GIVEN TASK
Reproduce the records below word for word, leaving out the pictures.

## begin

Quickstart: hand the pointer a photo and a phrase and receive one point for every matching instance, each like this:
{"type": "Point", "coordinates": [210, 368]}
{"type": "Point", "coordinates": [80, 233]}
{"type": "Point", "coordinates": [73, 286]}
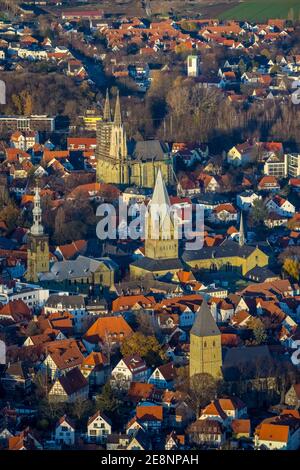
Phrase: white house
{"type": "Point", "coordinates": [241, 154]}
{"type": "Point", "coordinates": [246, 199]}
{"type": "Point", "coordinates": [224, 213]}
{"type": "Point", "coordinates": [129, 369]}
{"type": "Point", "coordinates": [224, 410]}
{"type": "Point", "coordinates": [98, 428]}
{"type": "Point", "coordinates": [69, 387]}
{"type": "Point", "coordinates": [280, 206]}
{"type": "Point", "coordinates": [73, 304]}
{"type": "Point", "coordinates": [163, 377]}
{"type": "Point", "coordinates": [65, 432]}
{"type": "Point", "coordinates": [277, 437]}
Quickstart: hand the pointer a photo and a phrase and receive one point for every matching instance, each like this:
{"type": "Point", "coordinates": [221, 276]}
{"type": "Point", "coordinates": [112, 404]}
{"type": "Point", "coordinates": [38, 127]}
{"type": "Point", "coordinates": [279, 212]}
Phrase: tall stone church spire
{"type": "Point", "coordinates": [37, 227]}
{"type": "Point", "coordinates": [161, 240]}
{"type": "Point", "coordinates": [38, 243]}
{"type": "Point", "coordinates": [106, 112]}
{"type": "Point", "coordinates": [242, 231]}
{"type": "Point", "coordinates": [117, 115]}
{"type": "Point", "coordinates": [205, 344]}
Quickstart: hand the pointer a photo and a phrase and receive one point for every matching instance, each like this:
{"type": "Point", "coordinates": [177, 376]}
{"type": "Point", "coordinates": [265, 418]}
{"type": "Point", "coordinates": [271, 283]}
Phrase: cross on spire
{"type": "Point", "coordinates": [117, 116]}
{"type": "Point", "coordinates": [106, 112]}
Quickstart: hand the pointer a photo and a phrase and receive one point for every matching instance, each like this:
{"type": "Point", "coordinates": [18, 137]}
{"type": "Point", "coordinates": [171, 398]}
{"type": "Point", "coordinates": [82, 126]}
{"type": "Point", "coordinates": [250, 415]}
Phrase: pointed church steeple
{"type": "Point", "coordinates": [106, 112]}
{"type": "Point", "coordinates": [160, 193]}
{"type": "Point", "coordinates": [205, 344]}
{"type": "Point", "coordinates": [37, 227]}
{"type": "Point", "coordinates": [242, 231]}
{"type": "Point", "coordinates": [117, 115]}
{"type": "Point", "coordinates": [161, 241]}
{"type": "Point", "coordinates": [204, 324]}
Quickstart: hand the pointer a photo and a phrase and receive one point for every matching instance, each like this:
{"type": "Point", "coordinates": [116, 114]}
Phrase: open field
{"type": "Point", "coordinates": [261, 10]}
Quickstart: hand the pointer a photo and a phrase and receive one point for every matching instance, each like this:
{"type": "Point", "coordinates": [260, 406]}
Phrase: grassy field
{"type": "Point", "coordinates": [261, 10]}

## end

ANSWER
Quickstart: hand the pointer a photo and a phrase and receive one point for every matching instance, each like this:
{"type": "Point", "coordinates": [210, 368]}
{"type": "Point", "coordinates": [80, 233]}
{"type": "Point", "coordinates": [73, 286]}
Phrase: white house
{"type": "Point", "coordinates": [241, 154]}
{"type": "Point", "coordinates": [246, 199]}
{"type": "Point", "coordinates": [224, 213]}
{"type": "Point", "coordinates": [129, 369]}
{"type": "Point", "coordinates": [224, 410]}
{"type": "Point", "coordinates": [98, 428]}
{"type": "Point", "coordinates": [69, 387]}
{"type": "Point", "coordinates": [280, 206]}
{"type": "Point", "coordinates": [73, 304]}
{"type": "Point", "coordinates": [163, 377]}
{"type": "Point", "coordinates": [65, 432]}
{"type": "Point", "coordinates": [277, 437]}
Quickstart: hand the pointer a photo and a phrase and receive one point for every matching instance, each like this:
{"type": "Point", "coordinates": [221, 276]}
{"type": "Point", "coordinates": [112, 404]}
{"type": "Point", "coordinates": [38, 127]}
{"type": "Point", "coordinates": [279, 212]}
Phrase: tall stone church spire
{"type": "Point", "coordinates": [37, 227]}
{"type": "Point", "coordinates": [161, 240]}
{"type": "Point", "coordinates": [38, 243]}
{"type": "Point", "coordinates": [106, 112]}
{"type": "Point", "coordinates": [242, 231]}
{"type": "Point", "coordinates": [117, 115]}
{"type": "Point", "coordinates": [205, 344]}
Quickstart: hand the pointer a photo and a phrase and receive one point for every matching instance, each like this:
{"type": "Point", "coordinates": [177, 376]}
{"type": "Point", "coordinates": [265, 418]}
{"type": "Point", "coordinates": [271, 283]}
Phrase: cross on spire
{"type": "Point", "coordinates": [117, 116]}
{"type": "Point", "coordinates": [106, 112]}
Quickstart: hand the pointer a photo and a phrase and receive one point for every matching instance, each like this:
{"type": "Point", "coordinates": [18, 137]}
{"type": "Point", "coordinates": [171, 398]}
{"type": "Point", "coordinates": [82, 126]}
{"type": "Point", "coordinates": [250, 415]}
Phrase: pointed church steeple
{"type": "Point", "coordinates": [106, 112]}
{"type": "Point", "coordinates": [160, 193]}
{"type": "Point", "coordinates": [205, 344]}
{"type": "Point", "coordinates": [37, 227]}
{"type": "Point", "coordinates": [242, 231]}
{"type": "Point", "coordinates": [117, 115]}
{"type": "Point", "coordinates": [161, 241]}
{"type": "Point", "coordinates": [204, 324]}
Quickstart: hand the pointer a photo and a phrase and receive one point for every matching instance, each like this:
{"type": "Point", "coordinates": [116, 114]}
Phrase: open field
{"type": "Point", "coordinates": [261, 10]}
Quickstart: hand the pointer a photo and a phrase and receive one point for every matching instance, each like this:
{"type": "Point", "coordinates": [260, 406]}
Phrase: grassy field
{"type": "Point", "coordinates": [261, 10]}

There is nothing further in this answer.